### [AIM OF THE EXERCISE]
Every line below should come back exactly as written, though the pictures stay out.

### [Photo-based referring expression data]
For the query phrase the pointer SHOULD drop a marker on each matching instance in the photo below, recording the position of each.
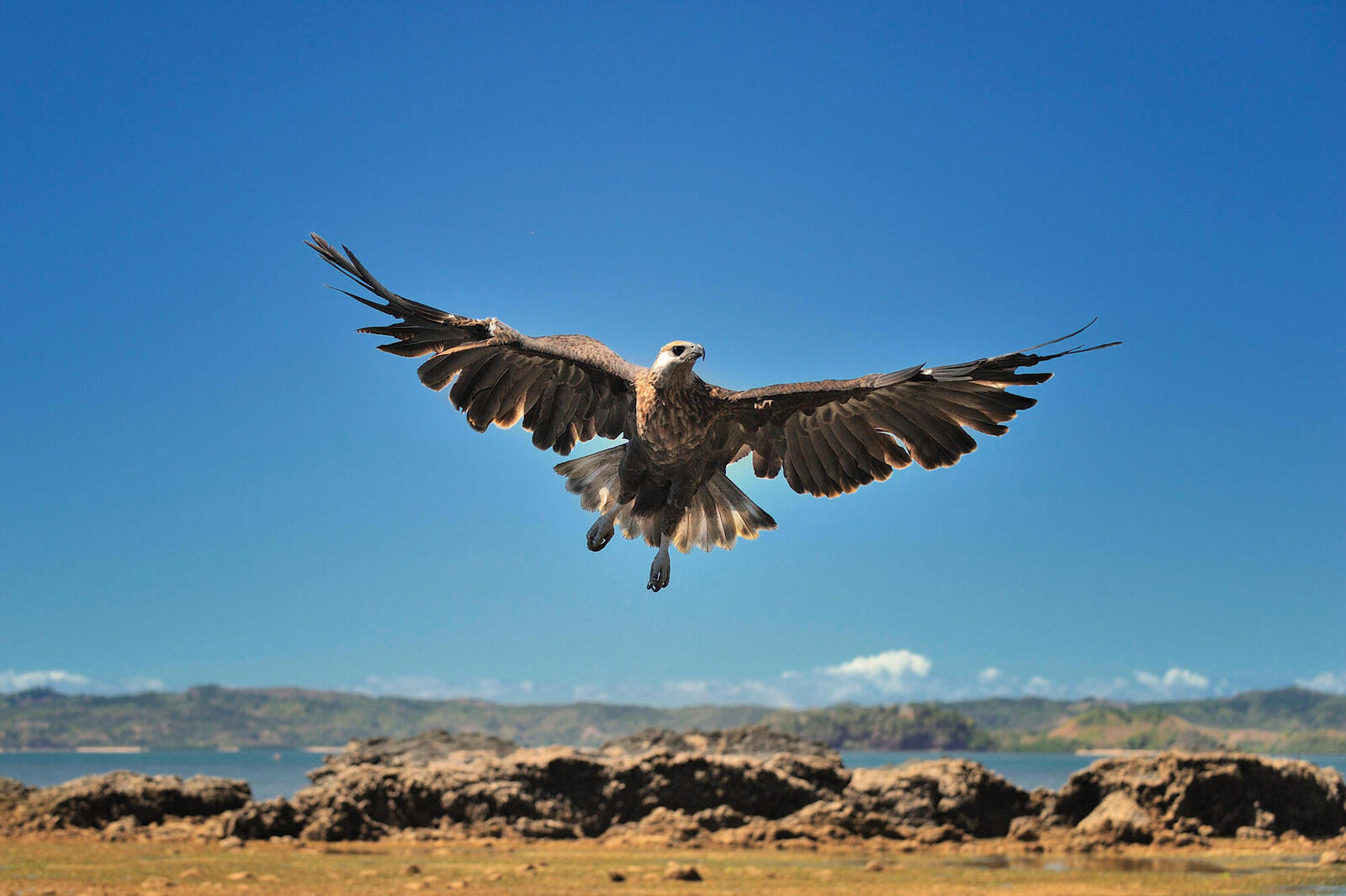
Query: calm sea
(280, 774)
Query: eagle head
(679, 354)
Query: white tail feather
(718, 516)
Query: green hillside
(1287, 720)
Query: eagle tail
(718, 516)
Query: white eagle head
(677, 358)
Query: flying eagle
(666, 482)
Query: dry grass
(34, 867)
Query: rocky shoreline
(739, 787)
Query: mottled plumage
(666, 482)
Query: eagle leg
(661, 567)
(601, 532)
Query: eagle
(666, 483)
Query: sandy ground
(42, 866)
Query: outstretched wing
(565, 389)
(836, 435)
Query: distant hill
(1289, 720)
(1285, 720)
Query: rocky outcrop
(1213, 793)
(556, 792)
(421, 750)
(98, 801)
(718, 787)
(749, 740)
(941, 792)
(11, 794)
(737, 785)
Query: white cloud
(69, 682)
(1330, 682)
(888, 671)
(1036, 687)
(1175, 681)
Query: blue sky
(210, 478)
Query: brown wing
(836, 435)
(565, 389)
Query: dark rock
(681, 872)
(747, 740)
(98, 799)
(1119, 819)
(1215, 794)
(941, 792)
(262, 821)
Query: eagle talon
(660, 570)
(599, 533)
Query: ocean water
(282, 772)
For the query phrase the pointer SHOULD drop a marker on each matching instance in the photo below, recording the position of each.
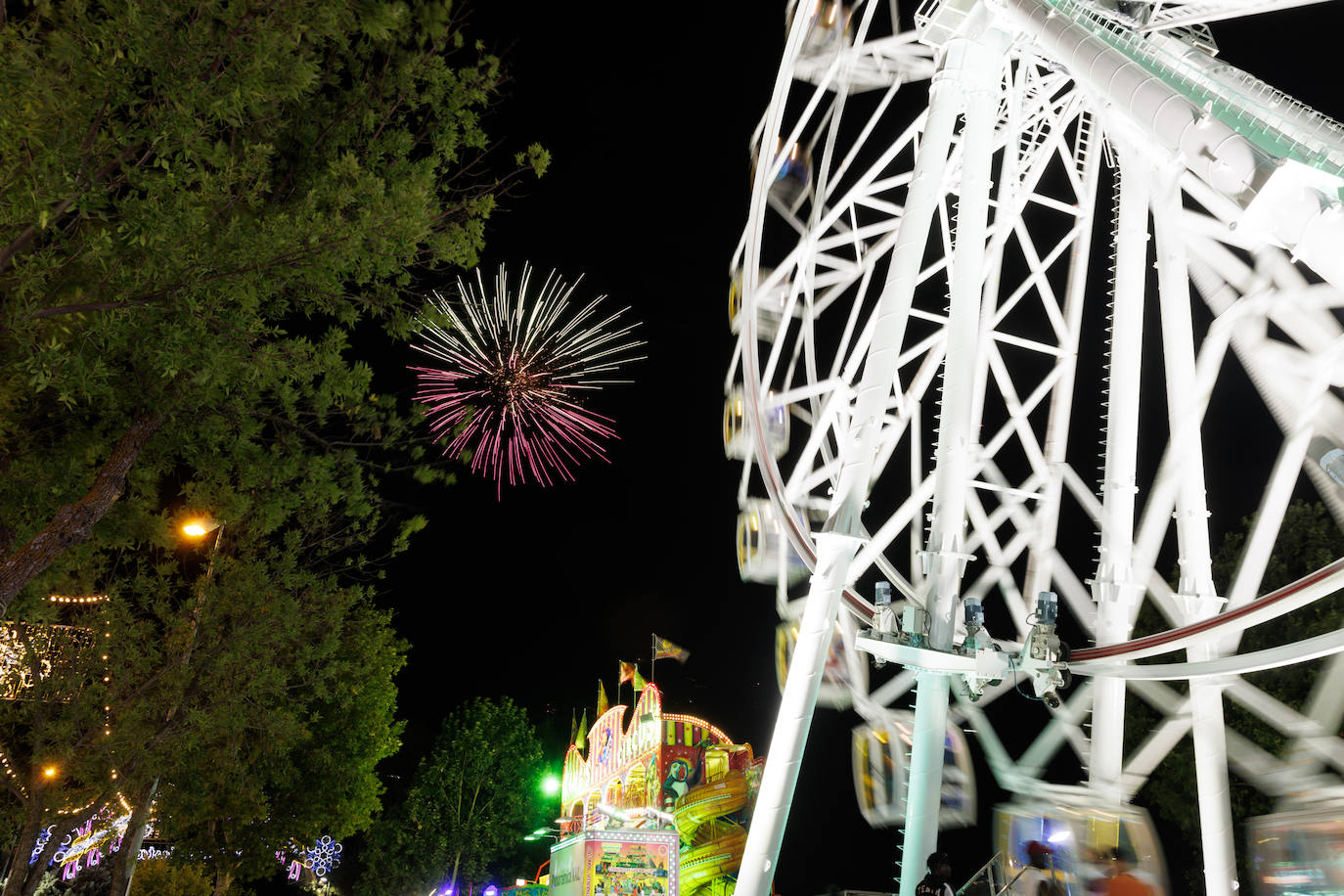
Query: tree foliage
(471, 801)
(165, 877)
(1308, 540)
(203, 209)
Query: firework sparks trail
(515, 366)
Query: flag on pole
(664, 649)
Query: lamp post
(200, 528)
(194, 528)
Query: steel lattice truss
(930, 359)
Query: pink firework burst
(514, 368)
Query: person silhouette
(935, 881)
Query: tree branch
(72, 524)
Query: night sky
(648, 112)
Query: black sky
(648, 112)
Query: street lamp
(198, 527)
(541, 833)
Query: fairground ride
(929, 356)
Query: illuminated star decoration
(323, 856)
(514, 368)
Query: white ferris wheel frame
(1037, 97)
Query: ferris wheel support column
(1114, 589)
(981, 65)
(780, 778)
(1195, 587)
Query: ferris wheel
(937, 335)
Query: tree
(1308, 540)
(471, 801)
(203, 207)
(200, 203)
(164, 877)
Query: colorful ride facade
(657, 806)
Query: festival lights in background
(515, 367)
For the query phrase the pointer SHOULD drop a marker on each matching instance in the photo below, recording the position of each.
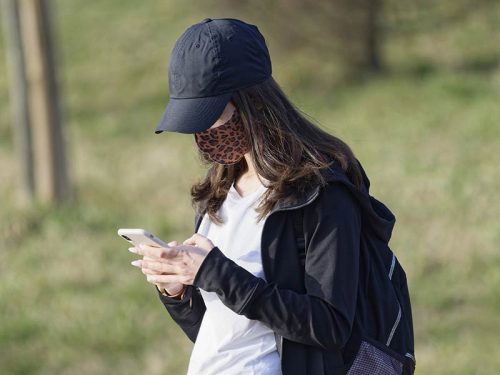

### [ANSWER SECTION]
For the query phrase the pointer SHOULD drop a marker on each matching instance in the photo below, recording the position of each.
Query: calm sea
(280, 774)
Query: eagle head
(679, 354)
Query: white tail feather
(718, 516)
Query: green hillside
(1287, 720)
Query: eagle tail
(718, 516)
Query: white eagle head
(677, 358)
Query: flying eagle
(666, 482)
Query: dry grass
(34, 867)
Query: rocky shoreline
(739, 787)
Query: mottled plumage
(666, 482)
Query: eagle leg
(661, 567)
(601, 532)
Query: eagle
(666, 483)
Query: sandy ground
(42, 866)
Query: outstretched wing
(565, 389)
(836, 435)
Query: distant hill
(1289, 720)
(1285, 720)
Query: rocky outcrop
(1213, 793)
(556, 792)
(421, 750)
(98, 801)
(718, 787)
(749, 740)
(941, 792)
(11, 794)
(737, 785)
Query: white cloud
(69, 682)
(1330, 682)
(888, 671)
(1036, 687)
(1175, 681)
Query: blue sky
(210, 478)
Query: brown wing
(836, 435)
(565, 389)
Query: dark rock
(681, 872)
(747, 740)
(98, 799)
(1119, 819)
(1215, 794)
(941, 792)
(262, 821)
Query: eagle talon
(660, 570)
(599, 533)
Query: ocean water
(282, 772)
For the query phrase the pointer SHOULD drop a marker on each matching instance in the photo below, recording the position of each.
Query: tree foliage
(471, 801)
(165, 877)
(1308, 540)
(203, 209)
Query: firework sparks trail
(515, 366)
Query: flag on pole
(664, 649)
Query: lamp post
(200, 528)
(194, 528)
Query: steel lattice truss
(930, 359)
Query: pink firework burst
(514, 368)
Query: person silhouette
(935, 881)
Query: tree branch
(72, 524)
Query: night sky
(648, 112)
Query: black sky
(648, 112)
Query: street lamp
(198, 527)
(541, 833)
Query: fairground ride
(929, 356)
Query: illuminated star decoration
(323, 856)
(514, 368)
Query: white ferris wheel frame
(1037, 97)
Query: ferris wheel support column
(1114, 589)
(981, 65)
(780, 778)
(1195, 587)
Query: ferris wheel
(937, 335)
Query: tree
(1308, 540)
(471, 801)
(203, 207)
(200, 203)
(164, 877)
Query: colorful ride facade
(657, 806)
Query: festival lights in background
(515, 367)
For the query phrase the pointer SHOULD drop a marker on each matching instance in the photo below, recording the position of each.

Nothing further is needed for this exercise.